BRIEF A:
Could you set out the records, from the line containing "the photo below." through the line containing "Target: cream vintage car", as a Markdown table with a Row column and a Line column, skipping any blank lines?

United States District Court, E.D. New York
Sep 30, 2021
19-CV-4803(EK)(SJB) (E.D.N.Y. Sep. 30, 2021)

Opinion

19-CV-4803(EK)(SJB)

09-30-2021

DISH NETWORK LLC and NAGRASTAR LLC, Plaintiffs, v. TOMASZ KACZMAREK, JOHN DEFOE, JULIA DEFOE, and DOES 1-10, Defendants.


MEMORANDUM & ORDER

ERIC KOMITEE, United States District Judge

Plaintiffs DISH Network LLC (“DISH”) and NagraStar LLC bring this action against defendants Tomasz Kaczmarek, John and Julia Defoe (the “Defoes”), and “Does 1-10.” They allege that Kaczmarek, with the assistance of the Defoes, operated a streaming service called IPGuys that rebroadcast DISH programming without authorization. DISH has sued the Defendants under 47 U.S.C. § 605(a) (for facilitating rebroadcasting of DISH programming without authorization), and both Plaintiffs sued Kaczmarek under 47 U.S.C. § 605(e)(4) (for selling “device codes” to allow customers unauthorized access to DISH programming). Plaintiffs seek statutory damages and a permanent injunction.

The Court authorized Plaintiffs to seek default judgment against the Defendants. On February 24, 2021, the Plaintiffs moved for default judgment, ECF No. 37, and the Court referred that motion to Magistrate Judge Sanket J. Bulsara for a Report and Recommendation (“R&R”). See Minute Entry dated Feb. 25, 2021.

The Defoes initially appeared through counsel and participated in the litigation, though counsel later withdrew and the Defoes failed to appear at future conferences. Magistrate Judge Sanket J. Bulsara authorized Plaintiffs to seek default judgment against the Defoes. Order dated Nov. 3, 2020. Near the start of the action, Kaczmarek had filed a letter, pro se, requesting an extension of time to respond to the complaint, though he never did respond, and the Clerk of Court entered a certificate of default against him on February 23, 2021. ECF No. 36.

On June 24, 2021, Judge Bulsara issued an R&R recommending that the complaint be dismissed as to defendant Kaczmarek for lack of personal jurisdiction, default judgment be entered against the Defoes for violations of Section 605(a), and statutory damages be awarded in the amount of $7,000 against the Defoes. ECF No. 39. Plaintiffs filed an objection to the R&R on July 8, 2021. ECF No. 41.

BRIEF B:
Can you carry on the DISH Network court opinion from the point where it stops?

EXERCISE MATERIAL:
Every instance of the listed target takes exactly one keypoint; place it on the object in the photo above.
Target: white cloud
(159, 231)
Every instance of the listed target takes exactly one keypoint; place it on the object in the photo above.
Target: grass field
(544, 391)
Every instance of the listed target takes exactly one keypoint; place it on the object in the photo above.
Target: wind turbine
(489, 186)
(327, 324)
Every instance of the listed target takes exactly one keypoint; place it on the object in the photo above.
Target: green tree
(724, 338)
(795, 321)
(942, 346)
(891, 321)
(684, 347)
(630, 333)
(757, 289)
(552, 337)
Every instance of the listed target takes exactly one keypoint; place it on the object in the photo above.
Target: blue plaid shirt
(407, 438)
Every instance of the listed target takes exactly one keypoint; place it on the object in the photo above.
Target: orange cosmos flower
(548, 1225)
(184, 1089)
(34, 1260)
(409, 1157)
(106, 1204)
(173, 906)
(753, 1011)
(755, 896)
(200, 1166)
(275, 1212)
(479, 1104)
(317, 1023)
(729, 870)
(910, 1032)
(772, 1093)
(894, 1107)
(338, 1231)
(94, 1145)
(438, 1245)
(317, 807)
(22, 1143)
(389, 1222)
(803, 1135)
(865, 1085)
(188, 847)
...
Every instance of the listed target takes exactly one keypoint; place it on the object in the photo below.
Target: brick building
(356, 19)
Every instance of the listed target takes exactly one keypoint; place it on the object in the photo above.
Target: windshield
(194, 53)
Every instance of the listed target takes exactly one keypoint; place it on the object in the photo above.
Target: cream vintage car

FINAL RESULT A:
| Row | Line |
|---|---|
| 1 | Every instance of the listed target takes exactly one keypoint; place it on the object in the photo below. |
| 2 | Target: brick building |
| 3 | (356, 19) |
| 4 | Every instance of the listed target takes exactly one keypoint; place it on the object in the photo above. |
| 5 | Target: windshield |
| 6 | (194, 53) |
| 7 | Every instance of the listed target takes exactly one keypoint; place it on the object in the photo above. |
| 8 | Target: cream vintage car |

FINAL RESULT B:
I. Legal Standard

A district court reviewing a magistrate judge's R&R “may accept, reject, or modify, in whole or in part, the findings or recommendations made by the magistrate judge.” 28 U.S.C. § 636(b)(1)(C). The district court reviews de novo those portions of an R&R to which a party has specifically objected. Id.; Fed.R.Civ.P. 72(b)(3); see also Kruger v.

Virgin Atl. Airways, Ltd., 976 F.Supp.2d 290, 296 (E.D.N.Y. 2013) (“A proper objection is one that identifies the specific portions of the R&R that the objector asserts are erroneous and provides a basis for this assertion.”), aff'd, 578 Fed.Appx. 51 (2d Cir. 2014). Objections that are general, conclusory, or “merely recite the same arguments presented to the magistrate judge” do not constitute proper objections and are reviewed only for clear error. See Sanders v. City of New York, No. 12-cv-113, 2015 WL 1469506, at *1 (E.D.N.Y. Mar. 30, 2015).

II. Discussion Plaintiffs argue that Judge Bulsara erred in (i) finding that this Court lacks personal jurisdiction over Kaczmarek; and (ii) calculating statutory damages for the Defoes' violations of Section 605(a).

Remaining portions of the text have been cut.